## [Short problem 1]
List every sonication frequency at which the bitumen sonication passage says cavitation yield was measured.
● ● ● ●
0 Energy Mining and Environment Portfolio, National Research Council of Canada , 1200 Montreal Road, Ottawa, ON K1A 0R6 , Canada
1 & Deepak M. Kirpalani
Among the different methods used for reducing viscosity of bitumen, acoustic cavitation during sonication is well recognised. Several chemical methods were used to detect the production of reactive species such as hydroxyl radicals and hydrogen peroxide during acoustic cavitation processes. However, quantification of cavitation yield in sonochemical systems is generally limited to low frequencies and has not been applied to bitumen processing. An empirical determination of the cavitation yield in midto high-frequency range (378, 574, 850, 992, and 1173 kHz) was carried out by measuring the amount of iodine liberated from the oxidation of potassium iodide (KI). Further, cavitation yield and the effects of different sonic operating conditions such as power input (16.67%83.33%) and solute concentration on cavitation yield were carried out in KI solution and sodium carboxymethyl cellulose-water mixture to obtain benchmark changes in rheology and chemistry using these two model fluids. The findings were then applied to bitumen upgrading through sonication. Through this study, it was found that the chemical cavitation yield peaked with a sonication frequency of 574 kHz. It was also found that cavitation yield and viscosity change were correlated directly in bitumen and a 38% lower bitumen viscosity could be obtained by acoustic cavitation.
Bitumen; Cavitation yield; KI solution; Viscosity correlation
Bitumen is a complex mixture of hydrocarbons of different
families (aromatics, naphthenes, and paraffin among
others), oxygen, nitrogen, and sulphur compounds as well as
trace metals. The recovery of bitumen from oil-bearing
rocks, including tar sand (also called oil sands or
bituminous sand), has become increasingly important for energy
security of the continent (Speight 2007). Due to the
growing world oil demand and scarcity of the conventional
oil reserves, increasing attention is turning towards huge
unconventional resources such as heavy oil and oil sands
deposits due to their enormous volume and worldwide
distribution. Production from these reservoirs is
challenging owing to the immobile nature of bitumen, and reducing
the in situ viscosity of the oil is considered as the main
objective of any recovery process. In order to efficiently
produce bitumen, the viscosity of the oil must be
substantially reduced. Furthermore, efficient transportation of
bitumen (e.g. by pipeline) can also be difficult unless the
viscosity of the oil is first reduced (Kariznovi et al. 2013).
Among the different methods used for reducing
viscosity of bitumen without the usage of excess energy or
changing the properties of oil, acoustic cavitation during
sonication is well recognised (Castaneda et al. 2014;
Gogate et al. 2003). It causes heating, and intense agitation
of a liquid medium or suspension, and activates chemical
processes and enhancement of heat and mass transfer
processes. Ultrasound is capable of producing
extraordinarily high transient temperature and pressure in a localised
spot within bitumen by the occurrence and collapse of
acoustic cavitation (Suslick 1990). Yan and Yaping (1996)
● ● ● ●
## [Short problem 2]
Locate each line in the rows below that contains the word "spot", and copy those lines.

## [Excerpted records]
● ● ● ●
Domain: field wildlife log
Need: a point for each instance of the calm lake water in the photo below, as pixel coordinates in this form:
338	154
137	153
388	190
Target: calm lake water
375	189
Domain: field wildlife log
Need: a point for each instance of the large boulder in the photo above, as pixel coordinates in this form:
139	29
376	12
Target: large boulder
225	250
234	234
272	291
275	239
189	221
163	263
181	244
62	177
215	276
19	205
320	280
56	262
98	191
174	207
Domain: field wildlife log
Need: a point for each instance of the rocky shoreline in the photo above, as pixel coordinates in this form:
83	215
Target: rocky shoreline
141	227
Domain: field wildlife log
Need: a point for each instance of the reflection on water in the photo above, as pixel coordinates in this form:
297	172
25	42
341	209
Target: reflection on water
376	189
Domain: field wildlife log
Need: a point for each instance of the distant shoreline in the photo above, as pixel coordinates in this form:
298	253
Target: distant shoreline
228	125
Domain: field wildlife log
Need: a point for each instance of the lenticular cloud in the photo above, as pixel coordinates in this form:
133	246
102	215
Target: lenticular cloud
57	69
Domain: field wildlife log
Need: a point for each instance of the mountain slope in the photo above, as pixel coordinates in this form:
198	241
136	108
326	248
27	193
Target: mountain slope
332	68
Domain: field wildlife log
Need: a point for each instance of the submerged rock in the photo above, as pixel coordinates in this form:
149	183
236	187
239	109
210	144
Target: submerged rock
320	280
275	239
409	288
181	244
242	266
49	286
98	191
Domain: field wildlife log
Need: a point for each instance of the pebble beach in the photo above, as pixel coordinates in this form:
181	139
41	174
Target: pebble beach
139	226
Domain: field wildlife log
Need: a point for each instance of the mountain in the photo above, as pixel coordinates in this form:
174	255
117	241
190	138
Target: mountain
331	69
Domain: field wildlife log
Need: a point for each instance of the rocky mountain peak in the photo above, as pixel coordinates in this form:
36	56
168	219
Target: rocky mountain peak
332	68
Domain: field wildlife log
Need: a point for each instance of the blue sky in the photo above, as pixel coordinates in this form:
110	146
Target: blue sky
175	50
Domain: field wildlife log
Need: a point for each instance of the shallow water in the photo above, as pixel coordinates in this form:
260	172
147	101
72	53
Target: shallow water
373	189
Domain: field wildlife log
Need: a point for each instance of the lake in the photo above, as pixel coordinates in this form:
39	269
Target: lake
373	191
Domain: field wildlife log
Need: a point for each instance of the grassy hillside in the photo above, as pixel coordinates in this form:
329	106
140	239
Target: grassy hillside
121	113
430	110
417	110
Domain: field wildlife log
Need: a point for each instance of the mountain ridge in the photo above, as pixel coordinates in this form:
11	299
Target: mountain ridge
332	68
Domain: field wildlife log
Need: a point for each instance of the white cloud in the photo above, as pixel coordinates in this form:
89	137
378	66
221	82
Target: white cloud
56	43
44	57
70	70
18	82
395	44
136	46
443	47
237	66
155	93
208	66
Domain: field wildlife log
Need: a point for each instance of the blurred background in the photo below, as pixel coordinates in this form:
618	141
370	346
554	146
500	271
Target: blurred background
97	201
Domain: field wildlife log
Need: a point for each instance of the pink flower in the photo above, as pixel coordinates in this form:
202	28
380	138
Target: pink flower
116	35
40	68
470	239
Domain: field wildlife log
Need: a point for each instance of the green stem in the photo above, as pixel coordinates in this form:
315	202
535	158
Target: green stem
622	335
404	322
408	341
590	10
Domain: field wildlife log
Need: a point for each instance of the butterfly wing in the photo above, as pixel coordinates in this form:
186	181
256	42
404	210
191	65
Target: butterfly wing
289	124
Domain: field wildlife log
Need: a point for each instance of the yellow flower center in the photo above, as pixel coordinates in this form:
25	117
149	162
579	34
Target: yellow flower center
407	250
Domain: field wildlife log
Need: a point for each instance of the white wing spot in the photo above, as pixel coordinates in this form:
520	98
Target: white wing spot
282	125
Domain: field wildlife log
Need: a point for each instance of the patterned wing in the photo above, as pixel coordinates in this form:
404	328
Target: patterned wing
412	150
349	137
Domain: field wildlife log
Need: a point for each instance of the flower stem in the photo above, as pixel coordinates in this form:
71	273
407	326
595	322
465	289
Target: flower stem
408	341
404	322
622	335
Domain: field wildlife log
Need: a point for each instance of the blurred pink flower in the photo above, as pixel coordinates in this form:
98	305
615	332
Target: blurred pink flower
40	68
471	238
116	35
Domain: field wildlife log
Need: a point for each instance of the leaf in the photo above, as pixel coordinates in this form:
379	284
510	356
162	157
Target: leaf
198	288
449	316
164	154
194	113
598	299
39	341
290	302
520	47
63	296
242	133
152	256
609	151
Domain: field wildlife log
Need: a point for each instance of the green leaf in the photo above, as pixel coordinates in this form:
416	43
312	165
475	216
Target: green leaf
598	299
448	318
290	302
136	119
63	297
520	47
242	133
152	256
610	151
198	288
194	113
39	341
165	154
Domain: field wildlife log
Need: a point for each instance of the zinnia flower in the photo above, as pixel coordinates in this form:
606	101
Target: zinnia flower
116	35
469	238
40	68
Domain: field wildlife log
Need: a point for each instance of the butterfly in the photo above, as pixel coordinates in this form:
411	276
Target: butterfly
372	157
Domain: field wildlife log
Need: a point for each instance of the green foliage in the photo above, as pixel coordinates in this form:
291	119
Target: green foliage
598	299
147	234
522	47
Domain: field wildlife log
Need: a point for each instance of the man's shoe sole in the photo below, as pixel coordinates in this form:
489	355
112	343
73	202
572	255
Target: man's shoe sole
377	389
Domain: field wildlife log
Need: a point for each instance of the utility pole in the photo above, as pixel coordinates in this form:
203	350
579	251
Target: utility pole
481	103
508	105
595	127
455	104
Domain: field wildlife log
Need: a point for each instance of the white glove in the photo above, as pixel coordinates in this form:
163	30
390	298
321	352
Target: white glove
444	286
● ● ● ●
## [Complete output 1]
378 kHz, 574 kHz, 850 kHz, 992 kHz, 1173 kHz

## [Complete output 2]
Need: a point for each instance of the white wing spot in the photo above, as pixel coordinates in this form:
Target: white wing spot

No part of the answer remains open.